Dans ce rassemblement hétéroclite, on trouve des pêcheurs et des amis des oiseaux, des associations de protection de l’environnement, des clubs de plongée, des comités de conchyliculteurs… Ni de gauche ni de droite, le Peuple des dunes se veut apolitique. Un grand fourre-tout de toutes les sensibilités, mené avec énergie par un petit groupe de retraités. Dans la maison de la mer de Trébeurden, à quelques mètres du port, ces militants aux tempes grises étalent leurs cartes maritimes, alignent les chiffres et les dates, et démontent point par point le projet qui menace si fort leur petit morceau de Bretagne. Le dossier, ils le connaissent sur le bout des doigts. Des années qu’ils le retournent dans tous les sens, soulignent ses failles et tirent le fil des causes et des conséquences. Poing sur la table, ils déroulent les images d’une catastrophe annoncée.
De la flore sous-marine aux emplois, ricochets de conséquences
«Tenez, ça c’est une photo d’un bateau sablier au travail. Vous voyez cette trace qu’il laisse derrière lui ? C’est le panache turbide.» Soit un nuage de la poussière de sable évacuée par le sablier avec l’eau de mer, une fois le lourd sable coquillier retombé dans le bateau. Une pollution qui n’a théoriquement rien de toxique, mais qui se répandrait dans la baie, emportée par des courants tournants, avant de se déposer sur les fonds marins. Une couche après l’autre, la poussière bloquerait la lumière et étoufferait la flore sous-marine. Autour du site d’extraction de la Horaine, exploité par la CAN au large du cap de Bréhat, les fonds marins «sont devenus un paysage lunaire» , assure Jean-François Omnès, du comité départemental de la pêche de plaisance.
Pour ce membre du collectif, les conséquences sont claires. Eau trouble, photosynthèse menacée, disparition de la flore dans la baie, bruit des navires et de leurs pompes… Il y a largement de quoi déclencher un véritable exode des poissons. Adieu bars, lieux, dorades et turbots. Les pêcheurs de la baie n’auraient plus qu’à remiser leurs filets. «Il y a environ 50 bateaux de pêche professionnelle dans la baie, soit une centaine de pêcheurs. Et pour chaque pêcheur, on peut compter un emploi à terre, dans la mécanique, l’entretien des bateaux et à la criée. Si l’on ajoute les emplois générés par les pêcheurs plaisanciers, cela fait plus de 400 emplois directs et indirects menacés, affirme Alain Bidal, et je ne compte même pas les emplois dans le tourisme.»

### [Données fournies]
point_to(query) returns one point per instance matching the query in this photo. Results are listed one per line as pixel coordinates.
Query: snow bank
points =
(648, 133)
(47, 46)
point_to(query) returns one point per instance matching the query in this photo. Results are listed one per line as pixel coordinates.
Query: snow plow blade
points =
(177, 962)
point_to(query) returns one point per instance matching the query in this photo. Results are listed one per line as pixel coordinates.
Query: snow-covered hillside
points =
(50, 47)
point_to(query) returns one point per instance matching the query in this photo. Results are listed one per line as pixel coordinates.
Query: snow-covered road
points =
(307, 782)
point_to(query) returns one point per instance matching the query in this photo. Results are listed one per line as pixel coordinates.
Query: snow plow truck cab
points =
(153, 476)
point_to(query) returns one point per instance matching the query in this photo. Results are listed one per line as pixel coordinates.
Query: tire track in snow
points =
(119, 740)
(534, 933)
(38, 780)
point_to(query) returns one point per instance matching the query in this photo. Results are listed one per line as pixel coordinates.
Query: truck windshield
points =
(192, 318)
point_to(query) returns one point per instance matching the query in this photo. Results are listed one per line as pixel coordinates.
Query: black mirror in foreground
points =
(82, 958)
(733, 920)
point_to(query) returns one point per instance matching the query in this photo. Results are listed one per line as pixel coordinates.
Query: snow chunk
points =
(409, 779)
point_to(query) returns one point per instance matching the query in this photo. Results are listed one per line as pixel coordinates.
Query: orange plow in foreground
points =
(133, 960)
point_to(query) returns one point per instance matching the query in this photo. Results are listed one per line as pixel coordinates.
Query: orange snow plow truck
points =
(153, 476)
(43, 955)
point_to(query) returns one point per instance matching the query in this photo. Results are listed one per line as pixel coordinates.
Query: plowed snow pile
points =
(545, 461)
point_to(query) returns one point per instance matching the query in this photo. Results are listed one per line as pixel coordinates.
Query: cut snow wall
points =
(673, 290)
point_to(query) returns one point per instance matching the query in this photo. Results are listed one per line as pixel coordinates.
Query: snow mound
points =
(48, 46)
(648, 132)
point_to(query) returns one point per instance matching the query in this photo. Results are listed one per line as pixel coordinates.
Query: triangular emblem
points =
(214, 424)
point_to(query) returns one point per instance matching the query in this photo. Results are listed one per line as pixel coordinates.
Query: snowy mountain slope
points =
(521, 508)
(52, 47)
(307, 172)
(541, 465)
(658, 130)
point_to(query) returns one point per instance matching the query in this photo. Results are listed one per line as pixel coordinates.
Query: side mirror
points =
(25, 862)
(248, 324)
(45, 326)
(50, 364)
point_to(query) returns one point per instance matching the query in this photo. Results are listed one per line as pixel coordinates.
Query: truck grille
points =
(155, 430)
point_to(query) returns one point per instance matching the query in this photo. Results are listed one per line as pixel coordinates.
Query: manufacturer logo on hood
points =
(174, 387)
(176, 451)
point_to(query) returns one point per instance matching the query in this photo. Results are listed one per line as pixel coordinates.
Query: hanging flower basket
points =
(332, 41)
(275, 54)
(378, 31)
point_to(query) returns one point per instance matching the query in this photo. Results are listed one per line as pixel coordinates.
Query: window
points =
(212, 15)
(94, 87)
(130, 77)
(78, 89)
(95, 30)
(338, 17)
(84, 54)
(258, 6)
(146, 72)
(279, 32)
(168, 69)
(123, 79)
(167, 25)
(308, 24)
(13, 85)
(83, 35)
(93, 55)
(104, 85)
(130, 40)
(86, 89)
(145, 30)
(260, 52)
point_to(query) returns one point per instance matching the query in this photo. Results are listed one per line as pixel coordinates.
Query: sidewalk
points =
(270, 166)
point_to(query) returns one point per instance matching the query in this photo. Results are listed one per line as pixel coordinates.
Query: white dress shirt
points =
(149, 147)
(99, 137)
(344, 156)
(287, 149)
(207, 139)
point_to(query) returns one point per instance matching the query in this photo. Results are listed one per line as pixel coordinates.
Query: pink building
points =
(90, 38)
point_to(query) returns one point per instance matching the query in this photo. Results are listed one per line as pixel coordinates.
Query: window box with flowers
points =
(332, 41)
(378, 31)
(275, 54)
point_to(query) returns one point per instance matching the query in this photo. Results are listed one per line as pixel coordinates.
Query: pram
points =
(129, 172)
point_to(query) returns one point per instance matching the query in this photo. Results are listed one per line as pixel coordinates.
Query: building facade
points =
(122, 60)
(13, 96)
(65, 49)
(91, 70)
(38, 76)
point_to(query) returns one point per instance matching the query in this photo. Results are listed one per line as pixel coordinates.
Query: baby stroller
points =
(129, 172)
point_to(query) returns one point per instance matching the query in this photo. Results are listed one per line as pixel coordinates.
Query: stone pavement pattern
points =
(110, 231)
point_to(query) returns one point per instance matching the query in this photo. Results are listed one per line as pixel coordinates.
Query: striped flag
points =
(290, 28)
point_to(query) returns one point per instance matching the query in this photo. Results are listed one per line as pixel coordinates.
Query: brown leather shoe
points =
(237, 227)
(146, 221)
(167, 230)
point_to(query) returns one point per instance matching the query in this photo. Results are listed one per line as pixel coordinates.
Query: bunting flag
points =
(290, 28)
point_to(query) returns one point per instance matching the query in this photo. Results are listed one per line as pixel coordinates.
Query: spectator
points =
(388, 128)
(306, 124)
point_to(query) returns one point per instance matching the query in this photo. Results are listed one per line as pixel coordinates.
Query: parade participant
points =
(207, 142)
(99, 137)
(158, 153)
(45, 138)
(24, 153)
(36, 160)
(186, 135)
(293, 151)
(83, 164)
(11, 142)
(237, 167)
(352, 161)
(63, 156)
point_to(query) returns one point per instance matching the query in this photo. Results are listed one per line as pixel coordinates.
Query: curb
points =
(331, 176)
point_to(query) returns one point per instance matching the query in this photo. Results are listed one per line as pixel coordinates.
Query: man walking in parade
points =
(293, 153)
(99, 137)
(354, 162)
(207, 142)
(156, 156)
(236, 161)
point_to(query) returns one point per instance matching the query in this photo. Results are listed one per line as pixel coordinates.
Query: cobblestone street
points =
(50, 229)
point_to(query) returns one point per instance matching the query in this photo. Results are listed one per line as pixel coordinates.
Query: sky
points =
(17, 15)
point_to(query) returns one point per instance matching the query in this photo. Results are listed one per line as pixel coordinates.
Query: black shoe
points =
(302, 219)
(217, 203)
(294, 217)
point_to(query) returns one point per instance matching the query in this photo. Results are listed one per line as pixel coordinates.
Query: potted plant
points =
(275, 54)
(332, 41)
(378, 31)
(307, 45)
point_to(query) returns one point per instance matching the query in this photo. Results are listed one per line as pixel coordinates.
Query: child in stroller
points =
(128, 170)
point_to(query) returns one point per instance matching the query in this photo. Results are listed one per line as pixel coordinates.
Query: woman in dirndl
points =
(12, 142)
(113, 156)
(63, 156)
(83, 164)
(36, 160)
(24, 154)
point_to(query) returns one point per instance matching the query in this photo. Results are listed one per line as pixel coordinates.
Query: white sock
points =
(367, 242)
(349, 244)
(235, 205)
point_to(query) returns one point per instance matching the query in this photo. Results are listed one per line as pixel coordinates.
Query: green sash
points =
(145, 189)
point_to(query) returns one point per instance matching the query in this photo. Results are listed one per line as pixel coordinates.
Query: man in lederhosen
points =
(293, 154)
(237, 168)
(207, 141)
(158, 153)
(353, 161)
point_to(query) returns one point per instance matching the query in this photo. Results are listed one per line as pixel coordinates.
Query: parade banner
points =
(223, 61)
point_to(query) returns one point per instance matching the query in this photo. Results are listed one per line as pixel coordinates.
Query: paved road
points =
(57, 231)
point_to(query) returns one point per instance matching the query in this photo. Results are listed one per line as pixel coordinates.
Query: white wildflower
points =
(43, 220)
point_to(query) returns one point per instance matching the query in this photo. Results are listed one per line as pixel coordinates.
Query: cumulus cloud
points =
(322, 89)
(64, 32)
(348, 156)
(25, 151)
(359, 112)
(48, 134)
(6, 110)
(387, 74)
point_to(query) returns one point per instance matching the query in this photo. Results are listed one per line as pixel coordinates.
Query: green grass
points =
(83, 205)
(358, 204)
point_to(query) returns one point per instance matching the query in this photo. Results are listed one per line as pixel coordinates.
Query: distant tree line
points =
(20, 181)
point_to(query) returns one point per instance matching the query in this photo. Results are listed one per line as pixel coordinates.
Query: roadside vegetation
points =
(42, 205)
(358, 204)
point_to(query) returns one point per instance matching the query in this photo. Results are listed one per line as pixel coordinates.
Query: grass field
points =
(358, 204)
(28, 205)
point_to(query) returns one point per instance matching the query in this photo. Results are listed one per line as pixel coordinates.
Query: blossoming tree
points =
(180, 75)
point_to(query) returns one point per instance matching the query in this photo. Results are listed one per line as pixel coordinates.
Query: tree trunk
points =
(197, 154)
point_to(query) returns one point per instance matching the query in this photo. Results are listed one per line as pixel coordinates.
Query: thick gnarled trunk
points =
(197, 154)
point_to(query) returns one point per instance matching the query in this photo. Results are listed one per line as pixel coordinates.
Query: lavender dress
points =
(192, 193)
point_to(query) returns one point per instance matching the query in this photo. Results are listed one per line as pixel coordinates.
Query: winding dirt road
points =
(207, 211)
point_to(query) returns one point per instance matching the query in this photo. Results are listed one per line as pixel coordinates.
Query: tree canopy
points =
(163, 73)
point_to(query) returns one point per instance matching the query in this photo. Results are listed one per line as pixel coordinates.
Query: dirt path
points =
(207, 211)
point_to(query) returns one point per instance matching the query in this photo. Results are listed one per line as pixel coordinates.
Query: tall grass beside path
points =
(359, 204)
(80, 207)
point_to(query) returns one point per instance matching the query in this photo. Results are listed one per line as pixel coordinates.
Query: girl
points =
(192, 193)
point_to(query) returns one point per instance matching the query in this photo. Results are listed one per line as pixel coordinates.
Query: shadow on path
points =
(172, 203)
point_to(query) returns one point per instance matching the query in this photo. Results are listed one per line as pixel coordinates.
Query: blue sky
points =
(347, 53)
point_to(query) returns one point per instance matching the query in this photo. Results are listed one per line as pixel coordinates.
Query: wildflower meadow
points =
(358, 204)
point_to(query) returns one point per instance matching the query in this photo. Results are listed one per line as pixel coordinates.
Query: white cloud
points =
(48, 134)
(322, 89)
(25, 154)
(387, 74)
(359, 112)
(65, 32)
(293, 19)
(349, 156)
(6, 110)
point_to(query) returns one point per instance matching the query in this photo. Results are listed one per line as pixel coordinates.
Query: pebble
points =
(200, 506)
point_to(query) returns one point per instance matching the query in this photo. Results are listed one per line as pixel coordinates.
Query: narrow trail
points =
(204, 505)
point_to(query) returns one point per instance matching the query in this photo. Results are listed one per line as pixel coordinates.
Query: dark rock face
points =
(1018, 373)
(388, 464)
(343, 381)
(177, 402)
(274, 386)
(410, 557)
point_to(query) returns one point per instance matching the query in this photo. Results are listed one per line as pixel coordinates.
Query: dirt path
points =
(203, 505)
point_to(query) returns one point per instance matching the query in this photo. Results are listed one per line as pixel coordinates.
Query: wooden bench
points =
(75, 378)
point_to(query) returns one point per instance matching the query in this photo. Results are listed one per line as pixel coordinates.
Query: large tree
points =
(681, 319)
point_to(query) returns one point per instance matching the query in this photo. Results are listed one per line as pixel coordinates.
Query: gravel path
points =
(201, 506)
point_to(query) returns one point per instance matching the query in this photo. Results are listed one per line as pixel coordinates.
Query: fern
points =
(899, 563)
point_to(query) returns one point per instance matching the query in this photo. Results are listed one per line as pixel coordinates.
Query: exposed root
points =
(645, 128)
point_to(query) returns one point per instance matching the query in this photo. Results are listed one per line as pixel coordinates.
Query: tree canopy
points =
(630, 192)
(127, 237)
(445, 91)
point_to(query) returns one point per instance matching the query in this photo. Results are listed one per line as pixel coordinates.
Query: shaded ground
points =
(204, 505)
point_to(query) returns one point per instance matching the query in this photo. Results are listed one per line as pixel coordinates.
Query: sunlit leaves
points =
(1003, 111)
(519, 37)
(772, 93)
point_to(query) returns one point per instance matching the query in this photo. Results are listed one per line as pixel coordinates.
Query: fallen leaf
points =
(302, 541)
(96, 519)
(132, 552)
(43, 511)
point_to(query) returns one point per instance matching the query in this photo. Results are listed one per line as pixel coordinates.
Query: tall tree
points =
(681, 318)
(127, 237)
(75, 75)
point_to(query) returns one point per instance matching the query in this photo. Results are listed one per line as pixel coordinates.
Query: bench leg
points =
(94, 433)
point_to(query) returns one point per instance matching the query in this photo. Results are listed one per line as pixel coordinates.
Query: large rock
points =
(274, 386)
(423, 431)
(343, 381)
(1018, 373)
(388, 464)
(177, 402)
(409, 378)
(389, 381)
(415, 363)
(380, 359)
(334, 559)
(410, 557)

### [Travail à faire]
**a)** D'après l'extrait sur le Peuple des dunes, combien de bateaux de pêche professionnelle compte la baie ?
**b)** Rédigez, s'il vous plaît, la suite de l'extrait sur le Peuple des dunes, en partant de sa dernière phrase.

### [Les réponses]
**a)** Environ 50 bateaux de pêche professionnelle, soit une centaine de pêcheurs.

**b)**
«Trébeurden, pour moi, c’est le plus beau pays du monde.» Philippe Soufflet, retraité, parle déjà de sa côte avec nostalgie. «J’aimerais que mes petits-enfants, et leurs enfants après eux, aient le même plaisir que moi à revenir ici, à pêcher, à plonger, à se promener sur la plage et regarder les oiseaux.»
À quelques kilomètres de là, Gilles Bentz, responsable de la Ligue de protection des oiseaux (LPO) des Sept-Îles, s’inquiète en effet pour ses « pensionnaires ». Réserve naturelle depuis 1976, l’archipel , à quelques kilomètres à peine du futur site d’extraction, abrite une petite colonie de phoques et douze espèces d’oiseaux marins, une diversité exceptionnelle en métropole. Guillemots de Troïl, macareux moines, eiders à duvet et autres puffins des Anglais pourraient bien décamper vite fait si leur garde-manger n’est plus assez complet. «La faune et la flore sous-marines sont d’une grande richesse dans la région. Ici, à la réserve, nous sommes chargés de protéger l’ensemble de l’écosystème. Car ce qui nuit aux espèces sous-marines touche les poissons, et donc par ricochet les oiseaux» , explique Gilles Bentz, tout en soulignant l’ambiguïté du gouvernement sur le sujet. «S’il signe, l’État autoriserait un projet qui menace la réserve qu’il est lui-même chargé de protéger.»
«Déni de démocratie locale»
Sur ce dossier, l’État n’en serait pas à une incohérence près, à en croire les militants du Peuple des dunes. Lorsqu’on leur parle du rapport d’enquête publique, ils se hérissent. «L’enquête publique s’appuie sur une étude d’impact totalement indigente» , affirme Alain Bidal. Logique, selon lui, puisque les cabinets d’études sont choisis par l’entreprise pétitionnaire, la CAN donc. «Que l’industriel fasse le moins de dépenses possibles pour produire son enquête publique, ce n’est pas surprenant. Mais qu’il n’y ait personne dans les services instructeurs, à la préfecture ou au ministère, pour redresser la barre en disant : “Non, vos études sont insuffisantes”, ça c’est un vrai problème.» Dans son élan, le militant évoque Sivens, Roybon : «Il y a une certaine habitude d’opacité sur ce genre de dossier. Mais les citoyens sont peut-être plus éclairés aujourd’hui, plus intéressés, et plus défiants. Ils réagissent.»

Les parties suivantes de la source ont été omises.